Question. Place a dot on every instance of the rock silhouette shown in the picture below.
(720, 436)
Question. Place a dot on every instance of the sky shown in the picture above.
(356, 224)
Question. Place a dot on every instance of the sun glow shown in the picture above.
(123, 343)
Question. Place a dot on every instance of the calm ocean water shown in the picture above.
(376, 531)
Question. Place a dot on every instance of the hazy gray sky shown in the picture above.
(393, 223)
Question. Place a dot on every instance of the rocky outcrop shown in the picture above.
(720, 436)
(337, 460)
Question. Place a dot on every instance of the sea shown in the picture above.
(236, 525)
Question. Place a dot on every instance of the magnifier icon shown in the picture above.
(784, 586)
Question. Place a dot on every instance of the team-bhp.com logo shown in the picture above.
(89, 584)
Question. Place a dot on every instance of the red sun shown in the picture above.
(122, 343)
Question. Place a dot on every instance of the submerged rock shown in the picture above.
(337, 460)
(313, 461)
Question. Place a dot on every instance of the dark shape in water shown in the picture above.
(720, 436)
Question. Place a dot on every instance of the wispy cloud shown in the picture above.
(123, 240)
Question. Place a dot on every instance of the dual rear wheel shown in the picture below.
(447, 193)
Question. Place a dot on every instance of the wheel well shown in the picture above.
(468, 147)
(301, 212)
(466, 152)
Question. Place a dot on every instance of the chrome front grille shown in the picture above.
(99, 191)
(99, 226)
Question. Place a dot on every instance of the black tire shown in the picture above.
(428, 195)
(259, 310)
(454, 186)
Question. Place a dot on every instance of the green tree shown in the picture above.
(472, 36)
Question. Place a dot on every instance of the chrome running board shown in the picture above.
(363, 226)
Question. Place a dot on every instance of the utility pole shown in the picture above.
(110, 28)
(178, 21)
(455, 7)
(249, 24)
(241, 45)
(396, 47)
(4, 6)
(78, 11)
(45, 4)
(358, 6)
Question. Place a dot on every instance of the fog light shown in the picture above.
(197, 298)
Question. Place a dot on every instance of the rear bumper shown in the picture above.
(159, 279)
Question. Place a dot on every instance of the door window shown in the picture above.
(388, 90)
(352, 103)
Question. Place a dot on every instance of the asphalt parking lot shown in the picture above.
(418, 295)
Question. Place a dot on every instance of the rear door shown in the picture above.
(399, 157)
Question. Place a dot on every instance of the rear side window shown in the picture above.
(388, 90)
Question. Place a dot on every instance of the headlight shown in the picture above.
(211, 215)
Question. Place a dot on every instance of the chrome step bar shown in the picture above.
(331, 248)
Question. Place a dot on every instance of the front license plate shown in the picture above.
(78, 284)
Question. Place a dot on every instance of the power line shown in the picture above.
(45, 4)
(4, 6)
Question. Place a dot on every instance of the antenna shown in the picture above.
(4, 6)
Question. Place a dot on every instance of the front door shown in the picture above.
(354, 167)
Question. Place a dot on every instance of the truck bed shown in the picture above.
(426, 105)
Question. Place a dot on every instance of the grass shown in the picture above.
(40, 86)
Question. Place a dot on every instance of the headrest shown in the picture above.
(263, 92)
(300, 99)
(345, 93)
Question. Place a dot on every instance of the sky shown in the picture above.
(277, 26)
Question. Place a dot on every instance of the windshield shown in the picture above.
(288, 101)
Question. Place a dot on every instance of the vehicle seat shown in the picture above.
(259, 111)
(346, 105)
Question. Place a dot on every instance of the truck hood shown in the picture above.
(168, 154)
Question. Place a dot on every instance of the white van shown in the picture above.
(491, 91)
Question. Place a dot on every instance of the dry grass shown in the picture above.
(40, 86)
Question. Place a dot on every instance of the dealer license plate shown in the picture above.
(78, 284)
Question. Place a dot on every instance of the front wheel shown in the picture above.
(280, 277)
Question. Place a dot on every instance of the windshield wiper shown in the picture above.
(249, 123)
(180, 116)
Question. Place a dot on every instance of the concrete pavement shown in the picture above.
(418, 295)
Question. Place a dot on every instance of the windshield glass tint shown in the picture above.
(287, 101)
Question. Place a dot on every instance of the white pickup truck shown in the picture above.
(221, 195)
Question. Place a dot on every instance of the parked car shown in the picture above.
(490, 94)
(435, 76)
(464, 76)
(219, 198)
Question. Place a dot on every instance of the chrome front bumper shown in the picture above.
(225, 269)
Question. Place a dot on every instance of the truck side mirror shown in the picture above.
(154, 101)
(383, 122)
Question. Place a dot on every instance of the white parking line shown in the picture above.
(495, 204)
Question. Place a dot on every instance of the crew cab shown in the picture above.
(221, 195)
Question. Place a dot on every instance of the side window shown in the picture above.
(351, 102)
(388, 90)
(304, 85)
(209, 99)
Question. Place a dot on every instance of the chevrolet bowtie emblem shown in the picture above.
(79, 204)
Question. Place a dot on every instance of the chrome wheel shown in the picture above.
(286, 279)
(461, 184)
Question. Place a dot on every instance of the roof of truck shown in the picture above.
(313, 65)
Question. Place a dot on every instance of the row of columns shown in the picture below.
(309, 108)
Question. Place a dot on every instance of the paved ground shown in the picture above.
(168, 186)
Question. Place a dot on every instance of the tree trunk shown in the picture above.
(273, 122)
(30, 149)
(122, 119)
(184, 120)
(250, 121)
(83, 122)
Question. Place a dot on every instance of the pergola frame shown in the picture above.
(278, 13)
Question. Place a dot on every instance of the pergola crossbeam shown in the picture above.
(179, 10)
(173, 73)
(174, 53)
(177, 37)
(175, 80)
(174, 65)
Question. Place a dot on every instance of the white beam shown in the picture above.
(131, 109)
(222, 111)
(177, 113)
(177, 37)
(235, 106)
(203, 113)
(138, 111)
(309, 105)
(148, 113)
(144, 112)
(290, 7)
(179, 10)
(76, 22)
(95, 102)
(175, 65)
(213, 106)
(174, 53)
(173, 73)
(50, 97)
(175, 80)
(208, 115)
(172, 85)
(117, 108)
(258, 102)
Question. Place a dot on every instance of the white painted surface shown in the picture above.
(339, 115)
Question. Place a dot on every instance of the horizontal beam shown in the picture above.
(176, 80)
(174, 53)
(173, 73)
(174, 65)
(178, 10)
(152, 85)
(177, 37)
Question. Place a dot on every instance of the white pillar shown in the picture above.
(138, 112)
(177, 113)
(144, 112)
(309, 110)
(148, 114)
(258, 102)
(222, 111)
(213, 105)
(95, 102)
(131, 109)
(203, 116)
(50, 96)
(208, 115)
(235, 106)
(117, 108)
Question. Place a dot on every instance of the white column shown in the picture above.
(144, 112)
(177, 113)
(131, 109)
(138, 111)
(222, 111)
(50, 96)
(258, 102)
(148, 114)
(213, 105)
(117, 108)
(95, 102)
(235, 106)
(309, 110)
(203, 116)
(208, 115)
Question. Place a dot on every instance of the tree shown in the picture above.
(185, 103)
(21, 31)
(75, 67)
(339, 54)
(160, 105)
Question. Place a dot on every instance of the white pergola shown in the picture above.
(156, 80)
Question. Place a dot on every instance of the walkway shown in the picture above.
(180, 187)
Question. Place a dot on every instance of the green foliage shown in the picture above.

------------------------------------

The records above must be output exactly, in full.

Question. Place a dot on every instance of the rock silhouette shown in the picture below.
(720, 436)
Question. Place a dot on every instance of the sky shown in the picture above.
(356, 224)
Question. Place a dot on every instance of the sun glow shown in the picture above.
(123, 343)
Question. Place a dot on every instance of the calm ocean water shown in the picture above.
(376, 531)
Question. Place a dot on every instance of the hazy gray sky shown in the picture above.
(393, 223)
Question. Place a dot on every instance of the rocky outcrop shown in the picture above.
(720, 436)
(337, 460)
Question. Place a dot on every instance of the sea shown in the picture above.
(236, 525)
Question. Place a dot on every instance of the magnifier icon shown in the picture above.
(784, 586)
Question. Place a dot on every instance of the team-bhp.com logo shown in the picture above.
(89, 584)
Question. Place a dot on every instance of the red sun shown in the picture above.
(122, 343)
Question. Place a dot on every instance of the submerged rock shown in the picture above.
(337, 460)
(313, 461)
Question. Place a dot on every instance of the dark shape in water shown in the picture above.
(720, 436)
Question. Place a dot on every instance of the wispy cloud shown in the picture above.
(123, 240)
Question. Place a dot on every instance of the dual rear wheel shown in the picture below.
(447, 193)
Question. Place a dot on every instance of the wheel well shown in the picture above.
(468, 147)
(301, 212)
(466, 152)
Question. Place a dot on every instance of the chrome front grille shown in the picture above.
(99, 191)
(99, 226)
Question. Place a dot on every instance of the black tire shown in the picture above.
(428, 195)
(259, 310)
(454, 186)
Question. Place a dot on every instance of the green tree shown in the picture above.
(472, 36)
Question. Place a dot on every instance of the chrome running board shown in the picture above.
(363, 226)
Question. Place a dot on every instance of the utility pole shown in the picture above.
(110, 28)
(178, 21)
(455, 7)
(249, 24)
(241, 45)
(396, 47)
(4, 6)
(78, 11)
(45, 4)
(358, 6)
Question. Place a dot on every instance of the fog light shown in the picture above.
(197, 298)
Question. Place a dot on every instance of the rear bumper shown in the picture above.
(159, 279)
Question. Place a dot on every instance of the door window shown in the picture above.
(388, 90)
(352, 103)
Question. Place a dot on every instance of the asphalt parking lot shown in the picture above.
(418, 295)
Question. Place a dot on every instance of the rear door shown in the picture above.
(399, 157)
Question. Place a dot on every instance of the rear side window shown in the picture above.
(388, 90)
Question. Place a dot on every instance of the headlight shown in the picture above.
(211, 215)
Question. Place a dot on every instance of the chrome step bar shown in the picture above.
(331, 248)
Question. Place a dot on every instance of the front license plate shown in the picture above.
(78, 284)
Question. Place a dot on every instance of the power line shown in the picture above.
(45, 4)
(4, 6)
Question. Place a dot on every instance of the antenna shown in the picture above.
(4, 6)
Question. Place a dot on every instance of the front door shown in the picture above.
(354, 167)
Question. Place a dot on every instance of the truck bed shown in the picture above.
(426, 105)
Question. Place a dot on every instance of the grass shown in the picture above.
(40, 86)
Question. Place a dot on every instance of the headrest shown in the picture above.
(263, 92)
(300, 99)
(345, 93)
Question. Place a dot on every instance of the sky shown in the picture above.
(277, 26)
Question. Place a dot on every instance of the windshield shown in the picture above.
(288, 101)
Question. Place a dot on every instance of the vehicle seat shown in the picture above.
(259, 111)
(346, 105)
Question. Place a dot on every instance of the truck hood shown in the picture above.
(168, 154)
Question. Place a dot on every instance of the white van shown in the picture above.
(491, 91)
Question. Place a dot on every instance of the dry grass shown in the picture above.
(40, 86)
Question. Place a dot on every instance of the dealer license plate shown in the picture above.
(78, 284)
Question. Place a dot on every instance of the front wheel shown in the picture above.
(280, 277)
Question. Place a dot on every instance of the windshield wiper shown in the picture above.
(249, 123)
(180, 116)
Question. Place a dot on every instance of the concrete pavement shown in the picture above.
(418, 295)
Question. Place a dot on every instance of the windshield glass tint shown in the picture above.
(287, 101)
Question. Place a dot on every instance of the white pickup truck shown in the picture above.
(221, 195)
Question. Place a dot on every instance of the parked car shown in the picture above.
(490, 94)
(435, 76)
(464, 76)
(219, 198)
Question. Place a dot on every instance of the chrome front bumper shown in the picture above.
(225, 269)
Question. Place a dot on every instance of the truck side mirror shown in the picture above.
(154, 101)
(383, 122)
Question. Place a dot on every instance of the white parking line shown in the picture above.
(495, 204)
Question. Place a dot on every instance of the crew cab shown in the picture above.
(221, 195)
Question. Place a dot on every instance of the side window shown in the picture above.
(351, 102)
(388, 90)
(304, 85)
(209, 99)
Question. Place a dot on every instance of the chevrolet bowtie emblem shown in the picture above.
(79, 204)
Question. Place a dot on every instance of the chrome wheel shown in the picture above.
(286, 279)
(461, 184)
Question. Place a dot on every instance of the roof of truck shown in the picture above.
(313, 65)
Question. Place a dot on every instance of the row of columns shown in the picture below.
(309, 108)
Question. Place a dot on every instance of the paved ground shown in the picture above.
(168, 186)
Question. Place a dot on every instance of the tree trunk shown in the picture above.
(273, 122)
(30, 149)
(122, 119)
(184, 120)
(250, 121)
(83, 122)
Question. Place a dot on every instance of the pergola frame shown in the picture above.
(278, 13)
Question. Place a dot on every instance of the pergola crossbeam shown in the picture above.
(179, 10)
(173, 73)
(174, 53)
(177, 37)
(175, 80)
(174, 65)
Question. Place a dot on every instance of the white beam shown in the picture above.
(131, 109)
(222, 111)
(177, 113)
(177, 37)
(235, 106)
(203, 113)
(138, 111)
(309, 105)
(148, 113)
(144, 112)
(290, 7)
(179, 10)
(76, 22)
(95, 102)
(175, 65)
(213, 106)
(174, 53)
(173, 73)
(50, 97)
(175, 80)
(208, 115)
(172, 85)
(117, 108)
(258, 102)
Question. Place a dot on every instance of the white painted surface shown in the picture above.
(339, 115)
Question. Place a dot on every instance of the horizontal beam shown in the picture above.
(176, 80)
(174, 53)
(173, 73)
(174, 65)
(178, 10)
(152, 85)
(177, 37)
Question. Place a dot on every instance of the white pillar shown in the picture above.
(138, 112)
(177, 113)
(144, 112)
(309, 110)
(148, 114)
(258, 102)
(222, 111)
(213, 105)
(95, 102)
(131, 109)
(203, 116)
(50, 96)
(208, 115)
(235, 106)
(117, 108)
Question. Place a dot on every instance of the white column shown in the picture above.
(144, 112)
(177, 113)
(131, 109)
(138, 111)
(222, 111)
(50, 96)
(258, 102)
(148, 114)
(213, 105)
(117, 108)
(95, 102)
(235, 106)
(309, 110)
(203, 116)
(208, 115)
Question. Place a dot on every instance of the tree shown in the picture above.
(185, 103)
(21, 31)
(75, 67)
(339, 54)
(160, 105)
Question. Place a dot on every instance of the white pergola shown in the picture above.
(156, 80)
Question. Place a dot on every instance of the walkway shown in the picture above.
(180, 187)
Question. Place a dot on every instance of the green foliage shown in the picture above.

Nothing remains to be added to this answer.